→ ENUNCIADO 1:
Responda, com base no excerto sobre o risco de confusão entre marcas, às seguintes perguntas:
(a) Segundo a recorrente, a que elemento da marca pedida a Câmara de Recurso limitou o exame do risco de confusão?
(b) Que acórdão é indicado como fonte dos princípios que o método da Câmara de Recurso teria violado?
(c) Qual dos elementos verbais da marca pedida apresenta, segundo a recorrente, carácter fortemente distintivo?

→ EXCERTO DO DOCUMENTO:
---*---
Quanto ao fundamento de violação do artigo 8.°, n.° 1, alínea b), do Regulamento n.° 40/94

Argumentação das partes

17.
    A recorrente alega que as duas marcas em causa não são semelhantes, mas, pelo contrário, muito diferentes. Afirma, nesse contexto, que só limitando, erradamente, o exame do risco de confusão apenas ao elemento «Matratzen» da marca pedida é que a Câmara de Recurso pôde chegar a uma conclusão em sentido contrário.

18.
    Ora, segundo a recorrente, o método seguido pela Câmara de Recurso viola os princípios decorrentes do acórdão de 11 de Novembro de 1997, SABEL (C-251/95, Colect., p. I-6191). A esse respeito, indica resultar dessa jurisprudência que, para apreciar a semelhança de duas marcas e o risco de confusão, importa ter em conta a impressão de conjunto produzida pelas mesmas.

19.
    A recorrente alega que, na impressão de conjunto produzida pela marca pedida, o elemento figurativo é, no mínimo, tão importante quanto os elementos verbais. Além disso, entre estes últimos, apenas o elemento «CONCORD» apresenta carácter fortemente distintivo, sendo os restantes dois elementos puramente descritivos, constituindo a denominação de um estabelecimento.

20.
    A recorrente alega, por outro lado, que resulta do princípio da restrição dos efeitos de uma marca registada, tal como está enunciado no artigo 12.°, alínea b), do Regulamento n.° 40/94, que a marca anterior não pode ser oposta ao registo da marca pedida.

21.
---*---
→ ENTRADAS DE DADOS:
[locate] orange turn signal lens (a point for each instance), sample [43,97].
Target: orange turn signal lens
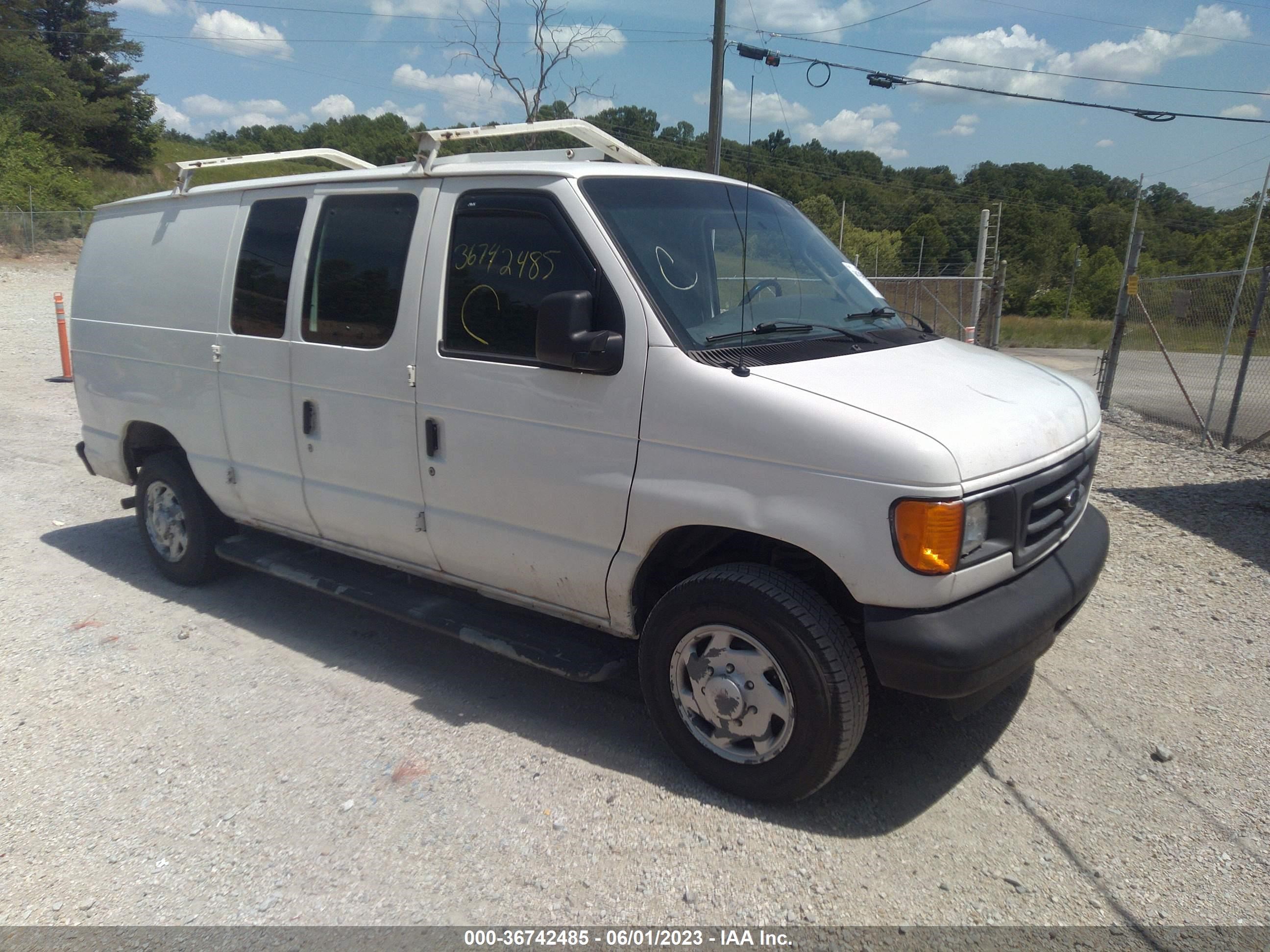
[929,535]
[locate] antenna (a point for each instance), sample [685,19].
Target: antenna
[741,370]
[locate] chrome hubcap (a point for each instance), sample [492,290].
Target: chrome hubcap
[732,693]
[166,522]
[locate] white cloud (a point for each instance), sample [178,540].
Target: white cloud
[466,97]
[238,35]
[204,104]
[808,16]
[334,107]
[597,40]
[250,119]
[413,115]
[269,107]
[171,115]
[428,8]
[767,106]
[1144,55]
[155,8]
[870,129]
[1245,111]
[964,126]
[589,106]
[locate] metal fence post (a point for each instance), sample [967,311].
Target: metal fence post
[1247,357]
[1001,301]
[1122,312]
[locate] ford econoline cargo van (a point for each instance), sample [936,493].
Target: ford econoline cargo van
[600,415]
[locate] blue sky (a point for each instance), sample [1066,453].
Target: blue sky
[222,65]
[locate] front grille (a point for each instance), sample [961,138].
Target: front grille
[1050,502]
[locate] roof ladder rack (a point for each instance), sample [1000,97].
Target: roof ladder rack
[431,140]
[186,170]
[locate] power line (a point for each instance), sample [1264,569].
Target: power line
[887,80]
[225,37]
[1019,69]
[1176,168]
[848,26]
[1127,26]
[432,20]
[1255,162]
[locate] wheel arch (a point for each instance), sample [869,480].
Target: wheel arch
[142,440]
[687,550]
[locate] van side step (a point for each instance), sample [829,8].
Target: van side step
[571,650]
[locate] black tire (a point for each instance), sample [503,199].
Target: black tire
[202,522]
[810,643]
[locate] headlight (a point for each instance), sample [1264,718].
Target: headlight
[976,526]
[929,533]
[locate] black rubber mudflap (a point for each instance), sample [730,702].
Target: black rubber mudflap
[558,646]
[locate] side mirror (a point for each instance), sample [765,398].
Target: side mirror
[565,338]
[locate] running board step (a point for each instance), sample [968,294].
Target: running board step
[571,650]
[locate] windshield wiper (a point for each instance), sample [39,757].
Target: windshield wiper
[777,327]
[889,312]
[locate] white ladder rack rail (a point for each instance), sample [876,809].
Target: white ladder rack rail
[431,140]
[186,169]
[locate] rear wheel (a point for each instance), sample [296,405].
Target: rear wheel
[179,524]
[755,681]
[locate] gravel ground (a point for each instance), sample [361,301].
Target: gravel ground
[254,753]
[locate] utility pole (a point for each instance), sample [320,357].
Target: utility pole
[717,87]
[1235,305]
[981,256]
[1076,263]
[1122,311]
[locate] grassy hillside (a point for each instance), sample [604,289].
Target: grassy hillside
[110,186]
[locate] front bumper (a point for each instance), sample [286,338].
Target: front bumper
[986,640]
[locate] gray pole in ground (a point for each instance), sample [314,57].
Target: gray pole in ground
[1001,300]
[1247,357]
[1235,305]
[717,87]
[977,297]
[1071,286]
[1122,311]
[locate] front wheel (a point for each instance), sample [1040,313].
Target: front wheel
[755,681]
[179,524]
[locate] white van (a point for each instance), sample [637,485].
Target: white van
[653,406]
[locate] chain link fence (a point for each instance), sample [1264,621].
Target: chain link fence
[944,303]
[1183,363]
[26,232]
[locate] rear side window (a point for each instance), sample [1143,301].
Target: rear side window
[356,269]
[265,267]
[507,253]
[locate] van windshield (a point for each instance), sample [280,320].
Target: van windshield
[717,262]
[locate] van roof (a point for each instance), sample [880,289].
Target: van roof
[507,164]
[563,163]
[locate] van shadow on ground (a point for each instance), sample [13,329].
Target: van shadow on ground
[912,753]
[1235,516]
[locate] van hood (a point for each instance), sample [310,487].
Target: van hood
[990,410]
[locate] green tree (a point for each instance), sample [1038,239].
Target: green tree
[822,214]
[31,162]
[925,240]
[98,60]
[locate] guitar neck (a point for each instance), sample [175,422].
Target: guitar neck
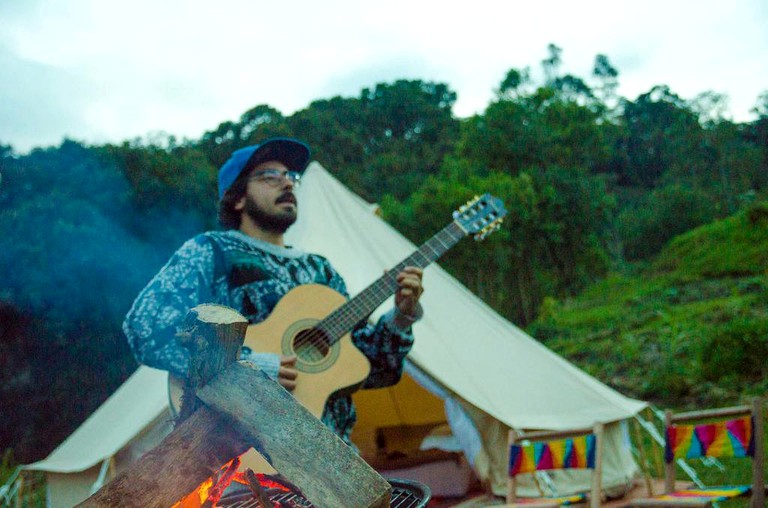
[343,319]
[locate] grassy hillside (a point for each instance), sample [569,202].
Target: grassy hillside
[688,330]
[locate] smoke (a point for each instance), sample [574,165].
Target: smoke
[74,253]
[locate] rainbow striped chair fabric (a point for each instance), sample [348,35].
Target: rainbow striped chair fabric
[544,451]
[735,432]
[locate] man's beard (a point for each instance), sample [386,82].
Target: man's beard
[274,223]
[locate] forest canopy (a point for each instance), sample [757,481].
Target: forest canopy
[594,183]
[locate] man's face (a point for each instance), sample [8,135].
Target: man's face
[270,201]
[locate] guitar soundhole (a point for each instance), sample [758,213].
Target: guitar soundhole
[311,346]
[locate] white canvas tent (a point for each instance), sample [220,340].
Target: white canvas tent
[490,373]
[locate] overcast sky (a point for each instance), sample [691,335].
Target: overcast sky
[107,71]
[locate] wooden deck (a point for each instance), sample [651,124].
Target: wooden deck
[478,499]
---*---
→ ENUNCIADO 2: Reúna todas as linhas da listagem que contêm a palavra "grille". Tenha em conta a distinção entre maiúsculas e minúsculas.

→ RESPOSTA 1:
(a) Ao elemento «Matratzen».
(b) O acórdão de 11 de Novembro de 1997, SABEL (C-251/95, Colect., p. I-6191).
(c) O elemento «CONCORD».

→ RESPOSTA 2:
[locate] front grille (a point for each instance), sample [961,138].
Target: front grille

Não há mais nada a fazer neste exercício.